Problem to work on ::
Could you print every record below exactly as written?

Records contained in a dataset
§

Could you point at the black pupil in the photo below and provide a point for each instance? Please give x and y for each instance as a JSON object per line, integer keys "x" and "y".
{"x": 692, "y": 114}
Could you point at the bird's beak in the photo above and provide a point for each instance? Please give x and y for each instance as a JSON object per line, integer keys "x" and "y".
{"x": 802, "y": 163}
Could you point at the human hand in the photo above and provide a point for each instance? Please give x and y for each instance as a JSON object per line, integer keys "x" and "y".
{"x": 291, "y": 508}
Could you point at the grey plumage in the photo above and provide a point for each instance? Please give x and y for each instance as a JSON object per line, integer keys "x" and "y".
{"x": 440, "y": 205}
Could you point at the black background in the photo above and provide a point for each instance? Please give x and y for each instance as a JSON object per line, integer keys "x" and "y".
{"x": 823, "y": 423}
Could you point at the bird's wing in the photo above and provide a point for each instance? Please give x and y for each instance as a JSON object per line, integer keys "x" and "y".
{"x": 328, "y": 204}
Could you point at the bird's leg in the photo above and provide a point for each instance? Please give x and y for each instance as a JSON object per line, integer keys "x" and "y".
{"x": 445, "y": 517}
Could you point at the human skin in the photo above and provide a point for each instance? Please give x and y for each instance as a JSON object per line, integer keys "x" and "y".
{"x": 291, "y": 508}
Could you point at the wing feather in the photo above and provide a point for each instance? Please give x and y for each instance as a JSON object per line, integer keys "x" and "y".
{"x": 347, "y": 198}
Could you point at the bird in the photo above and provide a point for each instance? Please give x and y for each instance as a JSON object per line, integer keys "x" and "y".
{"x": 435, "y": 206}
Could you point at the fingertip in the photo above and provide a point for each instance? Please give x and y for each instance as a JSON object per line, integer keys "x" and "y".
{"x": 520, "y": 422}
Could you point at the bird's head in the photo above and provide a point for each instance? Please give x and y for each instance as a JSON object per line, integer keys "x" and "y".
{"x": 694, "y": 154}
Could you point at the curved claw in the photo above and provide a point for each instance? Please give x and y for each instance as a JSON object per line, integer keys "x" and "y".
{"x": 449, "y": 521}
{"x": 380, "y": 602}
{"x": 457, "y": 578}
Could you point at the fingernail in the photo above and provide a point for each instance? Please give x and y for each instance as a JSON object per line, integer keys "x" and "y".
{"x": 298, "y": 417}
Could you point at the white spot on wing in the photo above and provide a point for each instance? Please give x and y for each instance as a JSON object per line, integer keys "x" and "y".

§

Output for this exercise ::
Could you point at the black pupil in the photo below and provide a point for each instance? Please give x and y for each instance as a JSON object per line, integer keys "x" and "y".
{"x": 692, "y": 114}
Could you point at the bird's beak in the photo above and provide a point for each instance? Please give x and y for each instance as a JSON object per line, integer keys "x" and "y".
{"x": 802, "y": 163}
Could you point at the human hand in the photo above and provide a point for each instance? Please give x and y for each instance as a JSON object per line, integer keys "x" and "y".
{"x": 291, "y": 508}
Could you point at the grey plumage in the photo above and provide a point for each instance? Please give x and y for each instance as a JSON object per line, integer keys "x" and "y".
{"x": 440, "y": 205}
Could you point at the black background in the photo above and provide a point for each instance? Please give x and y for each instance as a JSON object per line, integer keys "x" and "y".
{"x": 823, "y": 423}
Could you point at the bird's wing in the photo above and provide a point for each instance? Please give x and y for each instance as a JSON object per line, integer keys "x" and "y".
{"x": 328, "y": 204}
Could you point at the bird's leg in the photo above and provide a point for each instance? Please give x and y for each instance as a JSON object per line, integer keys "x" and "y".
{"x": 445, "y": 517}
Could you point at the human skin in the photo above and provide a point for each instance? Please give x and y for each instance as a JSON object per line, integer keys "x" and "y".
{"x": 291, "y": 508}
Could you point at the wing feather in the photo above and provide a point for each instance? Please give x and y for each instance as a JSON object per line, integer keys "x" and "y".
{"x": 347, "y": 198}
Could you point at the bird in the photo above and provide a point for each instance? Please give x and y for each instance as a JSON object per line, integer keys "x" and "y".
{"x": 435, "y": 206}
Could you point at the fingertip in the photo above and provide a point for each instance? Please give x and y for each instance as a JSON object per line, integer keys "x" and "y".
{"x": 520, "y": 422}
Could you point at the bird's head in the photo above and provide a point for each instance? Please give x and y for each instance as a JSON object per line, integer keys "x" and "y".
{"x": 694, "y": 154}
Could you point at the curved claw in the photo above and provide a point for each instance? Please give x and y for each instance as a JSON object per line, integer keys "x" and "y".
{"x": 449, "y": 521}
{"x": 380, "y": 602}
{"x": 457, "y": 578}
Could you point at the fingernail in the photo above and provide a point for each instance? Please give x and y for each instance as a JSON object per line, integer keys "x" and "y".
{"x": 298, "y": 417}
Could you point at the white spot on wing in the photo above and provide a point for each instance? Please give x and y for each instance as a JSON object per line, integer keys "x" and "y".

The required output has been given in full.